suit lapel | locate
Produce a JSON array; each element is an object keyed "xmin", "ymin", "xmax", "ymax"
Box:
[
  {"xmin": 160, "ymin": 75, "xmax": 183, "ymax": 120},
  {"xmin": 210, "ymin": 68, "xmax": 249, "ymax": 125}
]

- - - - -

• What is required:
All of the material above needs to be output exactly, with no line left out.

• Result of this task:
suit lapel | locate
Produce a JSON array; each element is an object keyed "xmin", "ymin", "xmax", "ymax"
Box:
[
  {"xmin": 160, "ymin": 75, "xmax": 183, "ymax": 120},
  {"xmin": 210, "ymin": 68, "xmax": 249, "ymax": 125}
]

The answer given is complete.